Excerpted data:
## BEGIN
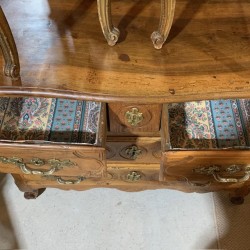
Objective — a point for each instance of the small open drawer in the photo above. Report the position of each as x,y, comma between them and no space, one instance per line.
206,142
48,136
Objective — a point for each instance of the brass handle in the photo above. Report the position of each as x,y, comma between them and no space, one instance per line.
134,116
60,180
54,163
134,176
231,180
206,184
27,170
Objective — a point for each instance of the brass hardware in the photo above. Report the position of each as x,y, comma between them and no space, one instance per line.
233,180
133,152
54,163
133,176
196,184
215,170
233,169
70,182
134,116
37,161
207,170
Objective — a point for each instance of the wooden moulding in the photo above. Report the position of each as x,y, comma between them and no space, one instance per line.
9,50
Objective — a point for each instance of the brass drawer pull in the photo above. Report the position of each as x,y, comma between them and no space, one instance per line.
134,116
196,184
231,180
134,176
54,163
60,180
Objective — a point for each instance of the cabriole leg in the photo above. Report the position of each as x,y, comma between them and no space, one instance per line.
## END
Problem details: Could you write out every one of the lines above again, requests included, shifting each x,y coordinate in the answers by adding 10 to both numbers? Leave the pictures out.

Response to the exercise:
Objective — a point for each instance of the small open drawer in the photo above. Report the position of each as x,y, comma between them and no space, one instance per line.
216,152
58,146
Objective — a point for each instance of the brass handle in the photo above. Report the position of each as x,y, comma between them and no space, one instance per line.
144,126
70,190
64,173
144,186
241,190
216,194
37,180
Objective — a point for each instance of the brass hardware in the photo above. Report the position of each as x,y, comma between them and no space, one instance per line.
243,190
143,162
64,173
143,186
206,194
225,180
243,179
80,192
144,126
47,171
217,180
Objective — a point for each instance of the wooden moulding in the photo above. Report the position of each as x,y, comma between them and no space, one instance per line.
19,60
Objective — a point for each instance of the brass drawer pull in the photo above. Report the position of each as x,y, comma between them and no space, one instance per line.
144,126
206,194
241,190
144,186
64,173
70,190
Objective — a point for each instance of the cabriole leg in the photo above. Report the position of each as x,y, comma between them and no space, one instance per line.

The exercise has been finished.